= Beginning of Section =
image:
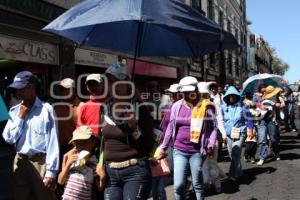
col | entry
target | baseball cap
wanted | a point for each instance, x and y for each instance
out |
(21, 80)
(81, 133)
(94, 77)
(188, 84)
(67, 83)
(203, 87)
(119, 71)
(173, 88)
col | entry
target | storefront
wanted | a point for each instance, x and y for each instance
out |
(146, 72)
(90, 61)
(17, 54)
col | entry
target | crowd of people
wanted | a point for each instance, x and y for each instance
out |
(123, 144)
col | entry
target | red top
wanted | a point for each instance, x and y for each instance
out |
(88, 114)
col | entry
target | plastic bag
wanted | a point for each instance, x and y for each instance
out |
(161, 168)
(211, 171)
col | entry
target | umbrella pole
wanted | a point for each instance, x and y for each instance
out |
(137, 48)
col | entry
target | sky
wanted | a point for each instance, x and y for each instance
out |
(278, 21)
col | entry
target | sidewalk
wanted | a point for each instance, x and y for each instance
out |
(275, 180)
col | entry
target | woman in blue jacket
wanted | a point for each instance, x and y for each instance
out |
(238, 123)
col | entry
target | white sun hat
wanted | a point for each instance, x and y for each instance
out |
(188, 84)
(67, 83)
(173, 88)
(203, 87)
(94, 77)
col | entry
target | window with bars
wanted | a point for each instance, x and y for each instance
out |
(212, 59)
(237, 67)
(221, 19)
(197, 5)
(229, 63)
(210, 9)
(229, 26)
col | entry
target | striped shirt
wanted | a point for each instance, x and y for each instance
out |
(80, 181)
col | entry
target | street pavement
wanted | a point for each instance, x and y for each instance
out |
(275, 180)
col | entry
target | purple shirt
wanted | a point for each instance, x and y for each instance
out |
(183, 124)
(208, 139)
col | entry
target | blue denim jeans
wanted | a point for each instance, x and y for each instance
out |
(133, 182)
(264, 129)
(183, 162)
(272, 131)
(159, 184)
(235, 151)
(262, 140)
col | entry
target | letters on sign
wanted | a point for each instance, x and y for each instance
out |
(26, 50)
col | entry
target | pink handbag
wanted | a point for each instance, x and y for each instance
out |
(161, 168)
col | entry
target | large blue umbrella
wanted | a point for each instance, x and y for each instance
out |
(142, 28)
(252, 83)
(3, 111)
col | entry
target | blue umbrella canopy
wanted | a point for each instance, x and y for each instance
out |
(3, 111)
(252, 83)
(142, 28)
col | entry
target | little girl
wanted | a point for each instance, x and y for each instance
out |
(79, 166)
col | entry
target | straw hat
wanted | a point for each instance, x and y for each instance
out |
(188, 84)
(270, 92)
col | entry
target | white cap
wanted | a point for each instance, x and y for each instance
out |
(67, 83)
(94, 77)
(119, 71)
(173, 88)
(203, 87)
(81, 133)
(188, 84)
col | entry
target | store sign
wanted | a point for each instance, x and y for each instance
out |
(151, 69)
(94, 58)
(63, 3)
(12, 48)
(195, 69)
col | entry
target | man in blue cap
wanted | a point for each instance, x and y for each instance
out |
(33, 131)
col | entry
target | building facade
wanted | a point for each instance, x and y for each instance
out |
(259, 57)
(25, 47)
(226, 66)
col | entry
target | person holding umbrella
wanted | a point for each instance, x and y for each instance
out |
(128, 139)
(267, 125)
(238, 122)
(193, 138)
(32, 129)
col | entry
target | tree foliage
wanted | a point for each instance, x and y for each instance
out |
(279, 66)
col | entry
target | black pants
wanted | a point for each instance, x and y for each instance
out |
(250, 149)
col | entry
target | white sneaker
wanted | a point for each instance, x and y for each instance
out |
(217, 185)
(260, 162)
(278, 158)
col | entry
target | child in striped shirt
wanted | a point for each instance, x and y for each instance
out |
(79, 166)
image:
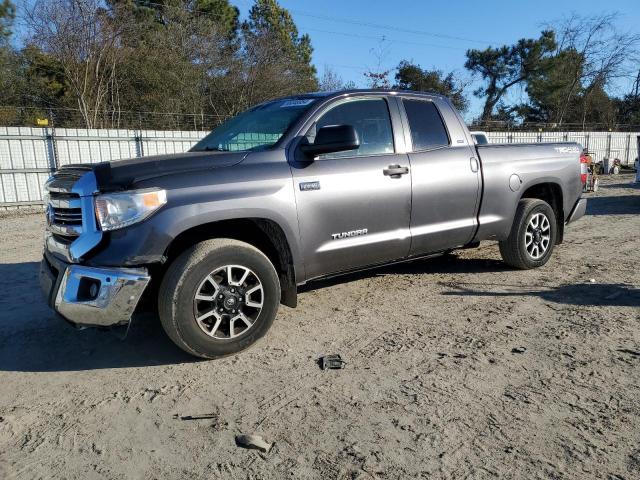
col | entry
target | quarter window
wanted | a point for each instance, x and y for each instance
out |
(427, 129)
(370, 118)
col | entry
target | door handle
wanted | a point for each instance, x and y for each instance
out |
(395, 171)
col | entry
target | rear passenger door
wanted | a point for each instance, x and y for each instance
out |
(352, 212)
(445, 177)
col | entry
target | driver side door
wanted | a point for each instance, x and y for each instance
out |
(353, 211)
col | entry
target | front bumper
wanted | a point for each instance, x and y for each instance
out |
(578, 211)
(92, 297)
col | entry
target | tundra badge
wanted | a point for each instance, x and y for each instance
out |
(352, 233)
(304, 186)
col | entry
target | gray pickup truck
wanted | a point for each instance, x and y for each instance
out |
(290, 191)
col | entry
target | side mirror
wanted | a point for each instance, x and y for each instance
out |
(332, 138)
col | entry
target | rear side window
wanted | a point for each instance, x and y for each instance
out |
(427, 129)
(370, 117)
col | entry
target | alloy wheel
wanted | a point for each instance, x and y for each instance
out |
(228, 302)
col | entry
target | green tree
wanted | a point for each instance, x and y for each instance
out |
(273, 23)
(550, 89)
(412, 77)
(7, 14)
(507, 66)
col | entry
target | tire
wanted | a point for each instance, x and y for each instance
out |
(211, 326)
(518, 250)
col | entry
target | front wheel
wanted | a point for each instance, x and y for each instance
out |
(532, 237)
(218, 297)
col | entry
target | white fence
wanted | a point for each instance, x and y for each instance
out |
(620, 145)
(29, 155)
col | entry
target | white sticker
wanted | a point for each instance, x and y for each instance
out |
(296, 103)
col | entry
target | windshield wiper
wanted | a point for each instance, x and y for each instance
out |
(215, 149)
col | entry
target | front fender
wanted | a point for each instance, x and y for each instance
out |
(256, 191)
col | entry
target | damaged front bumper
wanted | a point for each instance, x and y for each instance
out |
(89, 296)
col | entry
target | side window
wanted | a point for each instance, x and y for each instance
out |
(370, 118)
(427, 129)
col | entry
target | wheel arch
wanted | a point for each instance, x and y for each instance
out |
(264, 234)
(550, 192)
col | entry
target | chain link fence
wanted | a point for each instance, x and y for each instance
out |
(29, 155)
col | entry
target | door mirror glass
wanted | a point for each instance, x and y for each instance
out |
(332, 139)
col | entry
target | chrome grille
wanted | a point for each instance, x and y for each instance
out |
(72, 230)
(64, 211)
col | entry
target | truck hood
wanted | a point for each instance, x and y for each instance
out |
(122, 174)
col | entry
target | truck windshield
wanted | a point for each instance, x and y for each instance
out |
(256, 129)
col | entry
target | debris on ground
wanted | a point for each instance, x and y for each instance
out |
(333, 362)
(205, 416)
(253, 442)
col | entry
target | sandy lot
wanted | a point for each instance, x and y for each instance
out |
(433, 387)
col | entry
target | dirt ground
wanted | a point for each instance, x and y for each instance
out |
(457, 368)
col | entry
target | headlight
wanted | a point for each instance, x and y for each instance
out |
(118, 210)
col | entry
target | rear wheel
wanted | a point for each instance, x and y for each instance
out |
(218, 297)
(532, 237)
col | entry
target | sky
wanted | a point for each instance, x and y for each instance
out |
(441, 31)
(352, 36)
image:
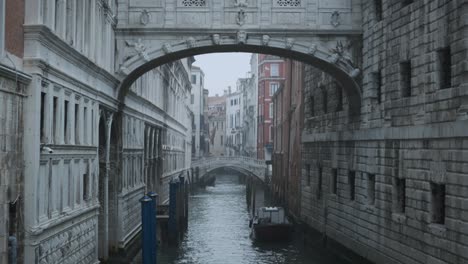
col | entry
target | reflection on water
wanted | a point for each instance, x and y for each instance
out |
(218, 233)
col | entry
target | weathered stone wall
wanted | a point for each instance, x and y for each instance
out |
(402, 149)
(11, 160)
= End of Section =
What the task requires:
In the entries above, identify every line with the string "fence".

Completed exercise:
target | white fence
target | chain link fence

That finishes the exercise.